■ SELECTED EXCERPT:
• • • • •
Tuesday, November 25, 2014

Grammar gremlins everywhere

The longer I live (now in my 66h year), the more I see and hear people misuse the English language.

We used to call it "correct grammar" when we spoke and wrote appropriately.

Grammar is not at a premium in eastern Tennessee.

People in "them thar mountains" seem to have problems in particular with verb tenses. Note, for example, the picture (accompanying this blog post) that I snapped at the Veterans Administration Hospital Pharmacy in Johnson City, Tennessee: "If you seen a Dr today..."

Some examples of the verbal debauchery I hear in casual conversation quite frequently:

1. My husband ain't got no job.

2. He done it yesterdee.

3. I seen him in his car a goin' down the road.

4. He ain't done no good.

And here's one I heard in the mountains just the other day. (Breaks new ground in torturing our language):

"He's the spitefullest son-uv-a bitch you ever seen!"

When someone in East Tennessee refers to a crawfish, don't think about a creature that lives in a creek.

Rather, crawfish means to renege or go back on or violate what you previously promised, as in:

"Ole Tom said he'd git a job but he's a trying' ta crawfish outta it. He ain't done nothin' to go ta work."
• • • • •
[Saved data entries]
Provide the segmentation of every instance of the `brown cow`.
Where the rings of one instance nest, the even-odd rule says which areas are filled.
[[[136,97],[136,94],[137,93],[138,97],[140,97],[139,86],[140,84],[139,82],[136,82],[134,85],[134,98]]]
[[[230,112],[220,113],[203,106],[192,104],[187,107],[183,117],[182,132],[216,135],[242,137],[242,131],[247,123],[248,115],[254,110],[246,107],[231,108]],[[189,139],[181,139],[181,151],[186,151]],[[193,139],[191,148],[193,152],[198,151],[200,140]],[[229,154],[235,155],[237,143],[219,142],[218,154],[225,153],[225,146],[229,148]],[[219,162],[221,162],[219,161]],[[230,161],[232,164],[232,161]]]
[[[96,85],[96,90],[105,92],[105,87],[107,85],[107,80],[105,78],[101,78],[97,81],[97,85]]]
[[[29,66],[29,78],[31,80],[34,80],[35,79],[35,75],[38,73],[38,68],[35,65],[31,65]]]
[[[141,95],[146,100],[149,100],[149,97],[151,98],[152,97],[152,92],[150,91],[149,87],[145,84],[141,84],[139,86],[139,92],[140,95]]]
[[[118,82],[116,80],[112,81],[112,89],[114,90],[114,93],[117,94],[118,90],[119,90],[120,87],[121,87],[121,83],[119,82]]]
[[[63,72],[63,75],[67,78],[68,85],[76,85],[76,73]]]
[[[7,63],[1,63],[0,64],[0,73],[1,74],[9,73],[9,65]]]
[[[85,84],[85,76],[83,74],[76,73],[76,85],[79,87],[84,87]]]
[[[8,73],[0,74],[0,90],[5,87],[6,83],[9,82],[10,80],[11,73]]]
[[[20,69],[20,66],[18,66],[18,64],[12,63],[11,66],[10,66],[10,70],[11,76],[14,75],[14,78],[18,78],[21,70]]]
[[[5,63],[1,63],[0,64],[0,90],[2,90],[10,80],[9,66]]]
• • • • •
■ TO DO:
**1.** In the blog post on grammar, why shouldn't a listener in East Tennessee picture a creek creature when someone says "crawfish"? Answer in one to three sentences.
**2.** Rewrite the paragraph in the blog post on grammar that begins "People in "them thar mountains"" as one shorter sentence that keeps its main facts.
These records are separate material with no link to the blog post on grammar.

■ RESPONSES IN ORDER:
**1.** In East Tennessee, "crawfish" means to renege, or to go back on or violate what you previously promised. It doesn't mean the creature that lives in a creek.

**2.** People in the eastern Tennessee mountains seem to struggle especially with verb tenses, as a sign the writer photographed at the Veterans Administration Hospital Pharmacy in Johnson City, Tennessee, shows: "If you seen a Dr today..."